### Task instructions
Copy the material below without alteration, beginning at its start and stopping after the line that contains "x=310, y=226". Omit the pictures from your output.

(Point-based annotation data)

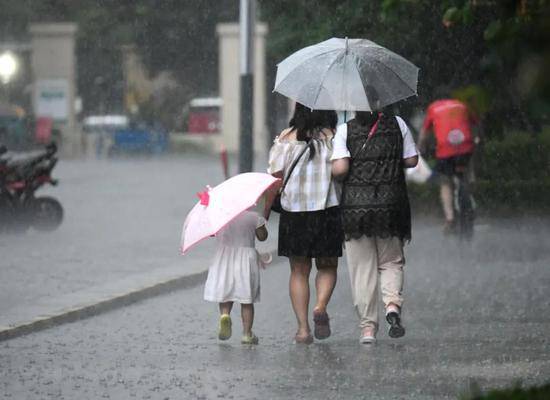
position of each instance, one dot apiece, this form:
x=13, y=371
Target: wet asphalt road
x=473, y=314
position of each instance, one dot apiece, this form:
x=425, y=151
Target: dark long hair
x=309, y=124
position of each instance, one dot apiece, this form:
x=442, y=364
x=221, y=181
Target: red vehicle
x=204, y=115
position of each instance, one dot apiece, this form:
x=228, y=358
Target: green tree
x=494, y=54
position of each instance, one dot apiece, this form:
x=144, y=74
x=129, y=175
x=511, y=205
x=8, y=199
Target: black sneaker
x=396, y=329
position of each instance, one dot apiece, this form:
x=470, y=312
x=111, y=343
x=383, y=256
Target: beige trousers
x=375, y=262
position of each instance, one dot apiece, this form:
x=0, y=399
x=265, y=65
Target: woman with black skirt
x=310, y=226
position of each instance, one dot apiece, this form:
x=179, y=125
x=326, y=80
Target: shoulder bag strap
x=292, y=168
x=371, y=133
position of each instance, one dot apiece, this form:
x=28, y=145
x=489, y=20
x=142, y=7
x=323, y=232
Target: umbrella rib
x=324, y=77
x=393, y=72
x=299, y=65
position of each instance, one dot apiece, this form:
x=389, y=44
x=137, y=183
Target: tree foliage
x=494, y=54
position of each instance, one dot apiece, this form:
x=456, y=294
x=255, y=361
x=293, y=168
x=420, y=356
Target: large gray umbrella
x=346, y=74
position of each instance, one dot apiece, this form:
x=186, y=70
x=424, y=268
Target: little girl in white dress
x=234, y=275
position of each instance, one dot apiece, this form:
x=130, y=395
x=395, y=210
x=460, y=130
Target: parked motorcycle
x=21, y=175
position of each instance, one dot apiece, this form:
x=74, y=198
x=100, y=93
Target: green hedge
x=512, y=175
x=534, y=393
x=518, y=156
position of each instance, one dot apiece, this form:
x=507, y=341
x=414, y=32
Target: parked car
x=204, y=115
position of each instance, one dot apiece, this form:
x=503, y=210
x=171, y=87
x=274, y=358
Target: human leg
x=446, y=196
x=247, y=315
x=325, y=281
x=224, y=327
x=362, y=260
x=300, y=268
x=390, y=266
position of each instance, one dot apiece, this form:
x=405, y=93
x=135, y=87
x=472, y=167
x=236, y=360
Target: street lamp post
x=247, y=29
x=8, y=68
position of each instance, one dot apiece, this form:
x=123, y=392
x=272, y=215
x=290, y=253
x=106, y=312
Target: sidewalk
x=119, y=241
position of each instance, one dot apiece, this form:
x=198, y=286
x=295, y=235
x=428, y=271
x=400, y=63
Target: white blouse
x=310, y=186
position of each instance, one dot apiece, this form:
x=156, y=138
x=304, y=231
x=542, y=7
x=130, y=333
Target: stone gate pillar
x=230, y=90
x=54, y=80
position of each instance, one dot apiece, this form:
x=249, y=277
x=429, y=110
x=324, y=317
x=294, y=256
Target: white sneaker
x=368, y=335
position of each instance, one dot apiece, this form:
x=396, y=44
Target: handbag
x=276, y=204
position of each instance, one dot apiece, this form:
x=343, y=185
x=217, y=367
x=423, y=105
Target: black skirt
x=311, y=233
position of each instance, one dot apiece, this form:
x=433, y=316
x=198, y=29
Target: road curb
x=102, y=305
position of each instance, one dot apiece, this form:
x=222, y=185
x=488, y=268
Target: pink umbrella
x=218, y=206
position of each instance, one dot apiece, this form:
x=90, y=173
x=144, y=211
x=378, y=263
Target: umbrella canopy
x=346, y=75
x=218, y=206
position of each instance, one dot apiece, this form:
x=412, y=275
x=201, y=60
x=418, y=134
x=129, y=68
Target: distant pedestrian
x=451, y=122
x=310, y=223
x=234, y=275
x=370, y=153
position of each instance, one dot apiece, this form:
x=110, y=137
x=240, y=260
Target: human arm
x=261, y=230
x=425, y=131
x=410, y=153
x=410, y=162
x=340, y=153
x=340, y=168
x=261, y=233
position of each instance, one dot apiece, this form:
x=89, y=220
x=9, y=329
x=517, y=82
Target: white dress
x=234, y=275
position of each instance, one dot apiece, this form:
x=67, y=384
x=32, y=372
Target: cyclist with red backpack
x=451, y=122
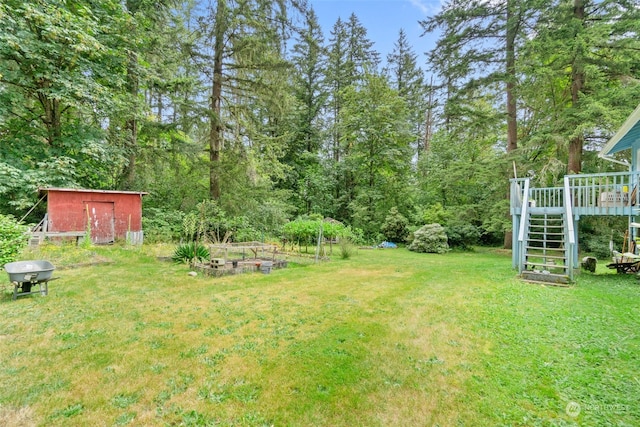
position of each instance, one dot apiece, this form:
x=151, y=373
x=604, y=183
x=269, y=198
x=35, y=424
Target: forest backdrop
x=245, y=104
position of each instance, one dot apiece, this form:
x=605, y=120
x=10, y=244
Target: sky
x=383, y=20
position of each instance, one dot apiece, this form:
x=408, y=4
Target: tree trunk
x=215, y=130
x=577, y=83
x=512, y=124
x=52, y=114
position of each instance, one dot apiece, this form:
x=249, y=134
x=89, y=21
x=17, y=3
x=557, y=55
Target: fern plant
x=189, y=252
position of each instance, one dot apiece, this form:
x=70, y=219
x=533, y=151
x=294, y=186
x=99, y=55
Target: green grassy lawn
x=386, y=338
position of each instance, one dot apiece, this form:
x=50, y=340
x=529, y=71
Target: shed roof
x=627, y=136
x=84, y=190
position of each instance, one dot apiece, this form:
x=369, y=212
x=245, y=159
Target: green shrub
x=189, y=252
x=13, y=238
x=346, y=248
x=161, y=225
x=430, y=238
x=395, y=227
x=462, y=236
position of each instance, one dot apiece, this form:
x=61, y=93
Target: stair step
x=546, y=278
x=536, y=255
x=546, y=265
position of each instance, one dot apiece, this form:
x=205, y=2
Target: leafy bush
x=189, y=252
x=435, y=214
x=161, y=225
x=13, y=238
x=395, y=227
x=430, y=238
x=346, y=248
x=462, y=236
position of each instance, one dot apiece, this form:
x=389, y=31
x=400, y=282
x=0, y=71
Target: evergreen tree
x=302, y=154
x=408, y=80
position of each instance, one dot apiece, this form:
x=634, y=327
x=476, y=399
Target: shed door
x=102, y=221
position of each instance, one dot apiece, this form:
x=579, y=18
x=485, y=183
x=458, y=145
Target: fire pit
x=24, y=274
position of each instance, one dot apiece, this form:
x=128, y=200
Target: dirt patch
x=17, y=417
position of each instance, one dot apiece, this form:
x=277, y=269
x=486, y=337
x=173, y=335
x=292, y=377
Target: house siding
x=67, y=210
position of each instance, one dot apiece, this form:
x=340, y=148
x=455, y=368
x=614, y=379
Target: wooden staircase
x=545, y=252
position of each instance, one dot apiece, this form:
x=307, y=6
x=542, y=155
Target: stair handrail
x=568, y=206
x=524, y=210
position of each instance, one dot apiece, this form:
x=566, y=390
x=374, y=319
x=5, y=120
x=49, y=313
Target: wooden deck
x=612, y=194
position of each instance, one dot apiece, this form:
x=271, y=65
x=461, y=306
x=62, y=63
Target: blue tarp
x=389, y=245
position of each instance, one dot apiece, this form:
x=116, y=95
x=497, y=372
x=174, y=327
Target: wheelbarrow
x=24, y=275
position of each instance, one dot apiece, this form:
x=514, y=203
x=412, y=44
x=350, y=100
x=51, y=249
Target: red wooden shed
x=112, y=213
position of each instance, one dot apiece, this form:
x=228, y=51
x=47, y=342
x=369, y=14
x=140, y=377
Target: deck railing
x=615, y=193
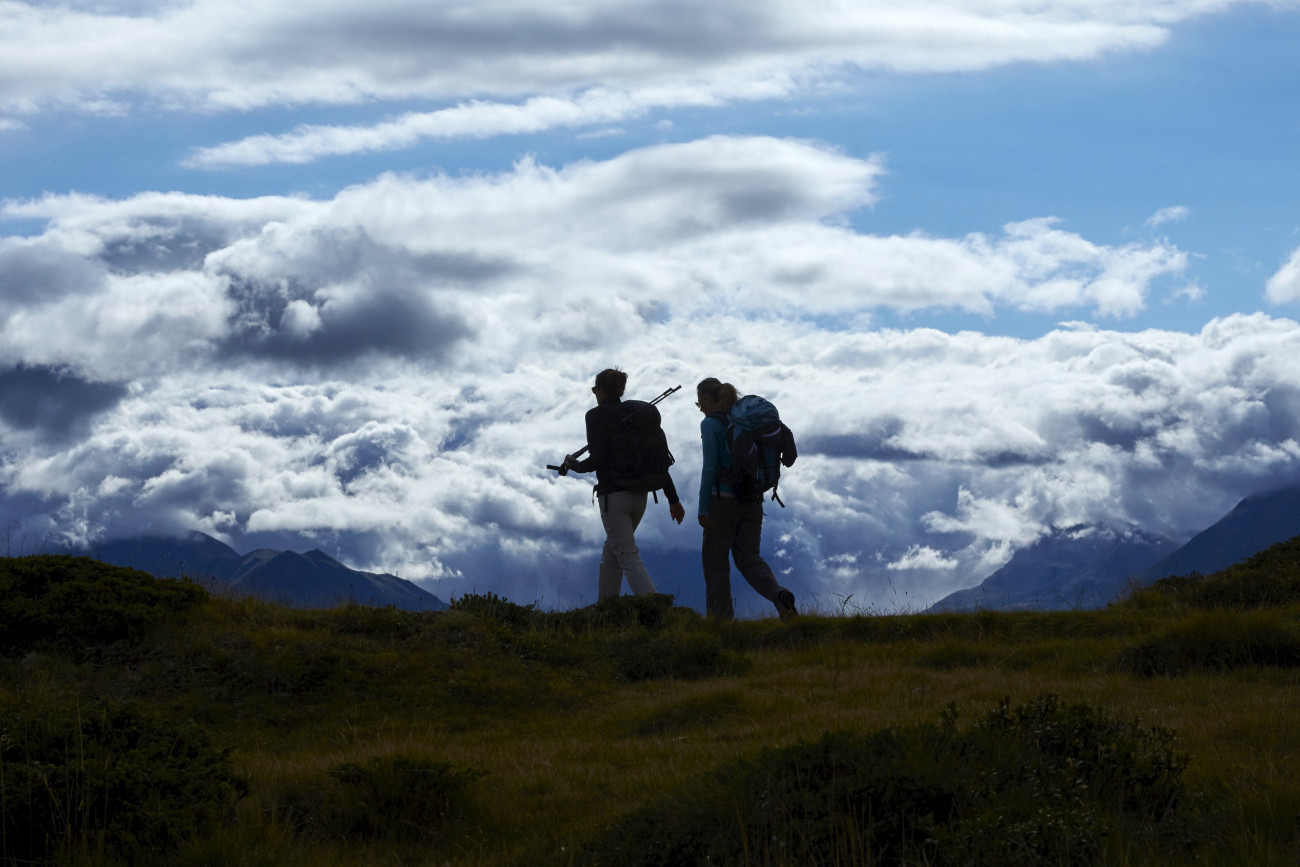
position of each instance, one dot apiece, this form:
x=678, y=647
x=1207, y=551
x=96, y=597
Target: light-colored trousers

### Finished exercise
position of each instance, one dot apiece, this form:
x=13, y=371
Target: wet asphalt road
x=473, y=314
position of each instance, one dot apiece, this form:
x=425, y=151
Target: dark long hair
x=309, y=124
position of each instance, one dot apiece, this form:
x=442, y=364
x=221, y=181
Target: red vehicle
x=204, y=115
position of each instance, one dot apiece, this form:
x=228, y=358
Target: green tree
x=494, y=54
position of each instance, one dot apiece, this form:
x=144, y=74
x=129, y=175
x=511, y=205
x=8, y=199
Target: black sneaker
x=396, y=329
position of each instance, one dot apiece, this form:
x=470, y=312
x=111, y=343
x=383, y=256
Target: beige trousers
x=375, y=262
position of each instance, one dot apiece, this form:
x=0, y=399
x=265, y=65
Target: woman with black skirt
x=310, y=226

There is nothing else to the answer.